| Activity |
Would you output each record exactly as it stands?

| Material supplied |
• • • • • • •

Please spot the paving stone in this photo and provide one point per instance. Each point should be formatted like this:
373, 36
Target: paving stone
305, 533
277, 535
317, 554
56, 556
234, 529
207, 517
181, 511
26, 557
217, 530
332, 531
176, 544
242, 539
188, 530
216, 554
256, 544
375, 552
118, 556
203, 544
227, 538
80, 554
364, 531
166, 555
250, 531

• • • • • • •

| Reply |
Please spot the paving stone in this photo and provide one point per instance. Each point should be formatted like this:
373, 36
Target: paving stone
305, 533
277, 535
317, 554
56, 556
234, 529
207, 517
181, 511
26, 557
217, 530
332, 531
176, 544
242, 539
188, 530
216, 554
256, 544
375, 552
118, 556
203, 544
227, 538
80, 554
364, 531
166, 555
250, 531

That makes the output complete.